Task: Rewrite the items below as a numbered list, starting at the beginning of the items and ending at the line that contains "135, 64, 141, 90". Include both of those lines and skip any blank lines.

---- Given data

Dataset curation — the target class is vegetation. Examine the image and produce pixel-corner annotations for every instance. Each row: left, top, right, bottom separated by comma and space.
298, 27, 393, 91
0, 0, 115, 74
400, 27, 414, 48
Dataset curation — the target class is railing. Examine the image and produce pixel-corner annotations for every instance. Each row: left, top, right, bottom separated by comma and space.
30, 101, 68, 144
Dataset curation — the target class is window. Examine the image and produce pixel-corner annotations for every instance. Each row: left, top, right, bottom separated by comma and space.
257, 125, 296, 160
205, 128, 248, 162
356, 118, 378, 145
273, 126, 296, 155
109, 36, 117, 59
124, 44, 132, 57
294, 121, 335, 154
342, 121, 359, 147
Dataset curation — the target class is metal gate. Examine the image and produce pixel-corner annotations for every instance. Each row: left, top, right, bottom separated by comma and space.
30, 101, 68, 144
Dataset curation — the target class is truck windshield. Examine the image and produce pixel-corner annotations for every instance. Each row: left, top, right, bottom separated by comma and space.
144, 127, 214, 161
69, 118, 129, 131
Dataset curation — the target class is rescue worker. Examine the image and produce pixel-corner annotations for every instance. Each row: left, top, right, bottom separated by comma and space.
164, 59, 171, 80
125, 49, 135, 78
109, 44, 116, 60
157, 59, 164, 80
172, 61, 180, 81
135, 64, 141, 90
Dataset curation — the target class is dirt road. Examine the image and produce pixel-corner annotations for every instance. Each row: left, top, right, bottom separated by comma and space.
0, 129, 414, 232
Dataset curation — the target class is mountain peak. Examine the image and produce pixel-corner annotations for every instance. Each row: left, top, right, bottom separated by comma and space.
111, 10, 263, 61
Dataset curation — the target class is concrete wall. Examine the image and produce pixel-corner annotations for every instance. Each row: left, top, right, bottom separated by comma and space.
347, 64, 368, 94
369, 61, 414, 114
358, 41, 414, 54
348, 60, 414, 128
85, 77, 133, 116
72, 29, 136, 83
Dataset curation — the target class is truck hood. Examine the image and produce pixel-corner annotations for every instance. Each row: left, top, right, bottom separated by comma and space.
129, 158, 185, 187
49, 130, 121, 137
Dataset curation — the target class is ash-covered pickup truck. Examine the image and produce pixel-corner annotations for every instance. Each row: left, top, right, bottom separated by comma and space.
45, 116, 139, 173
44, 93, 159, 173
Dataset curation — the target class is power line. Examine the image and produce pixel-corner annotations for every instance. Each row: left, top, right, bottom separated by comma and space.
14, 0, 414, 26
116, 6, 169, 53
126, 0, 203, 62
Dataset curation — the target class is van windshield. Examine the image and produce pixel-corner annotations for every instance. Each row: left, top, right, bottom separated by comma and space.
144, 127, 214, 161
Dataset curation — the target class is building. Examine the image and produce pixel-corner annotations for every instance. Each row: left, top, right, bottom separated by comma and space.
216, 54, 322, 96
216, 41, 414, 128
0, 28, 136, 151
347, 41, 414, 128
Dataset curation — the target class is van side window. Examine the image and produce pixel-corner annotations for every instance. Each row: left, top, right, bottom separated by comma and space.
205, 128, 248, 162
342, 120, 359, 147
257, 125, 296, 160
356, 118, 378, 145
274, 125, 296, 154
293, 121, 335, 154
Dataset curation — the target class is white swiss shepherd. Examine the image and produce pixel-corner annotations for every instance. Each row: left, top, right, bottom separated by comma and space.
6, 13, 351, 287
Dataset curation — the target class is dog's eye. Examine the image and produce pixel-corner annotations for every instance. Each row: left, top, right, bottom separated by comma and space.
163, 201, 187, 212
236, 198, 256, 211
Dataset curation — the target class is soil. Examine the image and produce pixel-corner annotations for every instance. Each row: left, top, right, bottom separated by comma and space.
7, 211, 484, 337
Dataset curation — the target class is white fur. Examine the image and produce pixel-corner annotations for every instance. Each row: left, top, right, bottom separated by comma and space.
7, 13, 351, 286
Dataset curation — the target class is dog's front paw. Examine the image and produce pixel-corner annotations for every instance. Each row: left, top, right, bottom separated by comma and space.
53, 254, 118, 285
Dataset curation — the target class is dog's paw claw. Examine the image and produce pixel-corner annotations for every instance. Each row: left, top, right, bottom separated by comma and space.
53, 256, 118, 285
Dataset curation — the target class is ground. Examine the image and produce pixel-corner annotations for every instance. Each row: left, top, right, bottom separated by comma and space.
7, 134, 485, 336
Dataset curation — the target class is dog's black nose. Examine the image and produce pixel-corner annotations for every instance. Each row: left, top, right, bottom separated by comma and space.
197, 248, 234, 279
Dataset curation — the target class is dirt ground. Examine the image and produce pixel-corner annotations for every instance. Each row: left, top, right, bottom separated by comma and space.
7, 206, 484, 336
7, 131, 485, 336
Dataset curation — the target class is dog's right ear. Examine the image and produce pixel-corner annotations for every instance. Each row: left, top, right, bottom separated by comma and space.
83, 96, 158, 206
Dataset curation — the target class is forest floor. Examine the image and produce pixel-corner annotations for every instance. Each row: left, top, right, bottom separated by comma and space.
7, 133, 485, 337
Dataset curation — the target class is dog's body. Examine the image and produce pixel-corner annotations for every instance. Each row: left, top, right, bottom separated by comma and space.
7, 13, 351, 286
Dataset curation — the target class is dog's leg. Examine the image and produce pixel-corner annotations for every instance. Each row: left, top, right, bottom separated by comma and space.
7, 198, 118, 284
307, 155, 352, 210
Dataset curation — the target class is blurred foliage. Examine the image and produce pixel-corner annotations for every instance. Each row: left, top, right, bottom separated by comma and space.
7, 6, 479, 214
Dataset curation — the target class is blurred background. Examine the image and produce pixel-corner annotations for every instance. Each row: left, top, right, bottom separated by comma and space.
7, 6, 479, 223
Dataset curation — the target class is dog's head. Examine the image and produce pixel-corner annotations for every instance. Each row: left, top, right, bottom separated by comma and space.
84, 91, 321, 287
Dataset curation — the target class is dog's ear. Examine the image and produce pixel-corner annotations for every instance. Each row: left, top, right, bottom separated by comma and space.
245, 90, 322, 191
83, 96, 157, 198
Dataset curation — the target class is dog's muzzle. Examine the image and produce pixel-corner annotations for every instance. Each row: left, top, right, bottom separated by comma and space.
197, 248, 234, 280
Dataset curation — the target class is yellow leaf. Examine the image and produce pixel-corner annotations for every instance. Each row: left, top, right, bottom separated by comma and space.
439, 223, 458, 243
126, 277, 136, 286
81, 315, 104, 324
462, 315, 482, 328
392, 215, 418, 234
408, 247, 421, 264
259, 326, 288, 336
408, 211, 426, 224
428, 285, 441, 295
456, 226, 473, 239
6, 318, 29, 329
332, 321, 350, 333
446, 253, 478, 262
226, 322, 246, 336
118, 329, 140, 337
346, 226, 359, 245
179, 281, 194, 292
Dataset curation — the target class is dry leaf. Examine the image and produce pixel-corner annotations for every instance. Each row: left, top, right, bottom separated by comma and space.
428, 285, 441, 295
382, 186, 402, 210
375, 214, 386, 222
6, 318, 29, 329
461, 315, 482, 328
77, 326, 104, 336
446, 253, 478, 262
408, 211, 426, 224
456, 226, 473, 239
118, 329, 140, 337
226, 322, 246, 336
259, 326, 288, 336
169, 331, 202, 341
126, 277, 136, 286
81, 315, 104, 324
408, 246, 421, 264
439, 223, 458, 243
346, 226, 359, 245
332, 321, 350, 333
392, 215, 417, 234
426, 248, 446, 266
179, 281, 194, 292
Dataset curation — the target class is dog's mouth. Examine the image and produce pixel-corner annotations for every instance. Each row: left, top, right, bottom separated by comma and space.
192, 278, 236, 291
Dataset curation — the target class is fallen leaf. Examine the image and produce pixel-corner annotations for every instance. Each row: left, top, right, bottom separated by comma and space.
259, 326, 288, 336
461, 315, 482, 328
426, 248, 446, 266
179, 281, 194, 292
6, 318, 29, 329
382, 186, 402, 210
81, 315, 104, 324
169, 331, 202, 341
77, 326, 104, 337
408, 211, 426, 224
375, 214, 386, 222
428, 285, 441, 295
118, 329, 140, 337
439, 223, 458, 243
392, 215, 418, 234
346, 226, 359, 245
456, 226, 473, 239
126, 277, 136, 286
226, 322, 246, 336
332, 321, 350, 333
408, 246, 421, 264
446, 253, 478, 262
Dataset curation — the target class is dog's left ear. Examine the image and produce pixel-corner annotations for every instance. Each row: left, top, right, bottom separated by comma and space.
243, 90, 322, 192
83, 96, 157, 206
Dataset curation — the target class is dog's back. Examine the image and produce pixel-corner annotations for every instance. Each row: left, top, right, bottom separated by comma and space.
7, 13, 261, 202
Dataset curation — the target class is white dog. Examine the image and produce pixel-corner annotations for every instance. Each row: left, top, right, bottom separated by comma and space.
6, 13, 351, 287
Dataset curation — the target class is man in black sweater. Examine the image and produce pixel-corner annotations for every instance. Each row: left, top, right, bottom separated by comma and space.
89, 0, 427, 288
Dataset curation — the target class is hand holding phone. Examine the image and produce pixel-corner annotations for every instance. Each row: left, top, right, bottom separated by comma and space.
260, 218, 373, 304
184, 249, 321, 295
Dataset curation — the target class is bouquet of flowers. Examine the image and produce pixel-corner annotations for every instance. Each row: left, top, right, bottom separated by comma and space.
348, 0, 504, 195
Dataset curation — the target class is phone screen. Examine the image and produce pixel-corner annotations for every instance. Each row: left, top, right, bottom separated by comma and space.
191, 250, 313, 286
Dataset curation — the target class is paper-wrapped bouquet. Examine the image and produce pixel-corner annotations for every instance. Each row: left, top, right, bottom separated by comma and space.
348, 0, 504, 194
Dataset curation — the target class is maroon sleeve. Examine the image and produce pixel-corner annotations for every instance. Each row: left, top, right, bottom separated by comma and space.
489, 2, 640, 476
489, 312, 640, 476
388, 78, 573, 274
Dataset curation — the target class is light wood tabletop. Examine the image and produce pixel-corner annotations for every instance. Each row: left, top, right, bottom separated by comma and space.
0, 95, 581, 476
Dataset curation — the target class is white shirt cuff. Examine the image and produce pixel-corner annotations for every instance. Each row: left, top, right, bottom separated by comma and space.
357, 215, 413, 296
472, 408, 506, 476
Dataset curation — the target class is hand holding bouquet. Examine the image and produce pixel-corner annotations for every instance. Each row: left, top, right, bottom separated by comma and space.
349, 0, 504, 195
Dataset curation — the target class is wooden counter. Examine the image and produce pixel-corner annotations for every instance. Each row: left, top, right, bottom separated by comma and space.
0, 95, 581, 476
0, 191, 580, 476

--------

Right answer:
1. Dataset curation — the target class is vegetation. Examine the image and produce pixel-corner annotations for every instance. Each row: left, top, right, bottom separated by comma and space.
2. 298, 27, 393, 91
3. 0, 0, 115, 74
4. 400, 27, 414, 48
5. Dataset curation — the target class is railing. Examine the image and produce pixel-corner annotations for every instance. Each row: left, top, right, bottom separated by comma and space.
6. 30, 101, 68, 144
7. Dataset curation — the target class is window. Examine the image and produce pixel-corner annotations for every instance. Each row: left, top, right, bottom separated by comma and space.
8. 257, 125, 296, 160
9. 205, 128, 248, 162
10. 356, 118, 378, 145
11. 273, 126, 296, 155
12. 109, 36, 117, 59
13. 124, 44, 132, 57
14. 294, 121, 335, 154
15. 342, 121, 359, 147
16. Dataset curation — the target class is metal gate. Examine the image and produce pixel-corner annotations for every instance. Each row: left, top, right, bottom separated by comma and space.
17. 30, 101, 68, 144
18. Dataset curation — the target class is truck windshield. Examine the image and produce pixel-corner annotations for every instance. Each row: left, top, right, bottom separated by comma and space.
19. 144, 127, 214, 161
20. 69, 118, 129, 131
21. Dataset curation — the target class is rescue worker. Examine the image and produce pixel-corner annotations for every instance. Each row: left, top, right, bottom separated by comma and space.
22. 164, 59, 171, 80
23. 125, 49, 135, 78
24. 109, 44, 116, 60
25. 157, 59, 164, 80
26. 172, 61, 180, 81
27. 135, 64, 141, 90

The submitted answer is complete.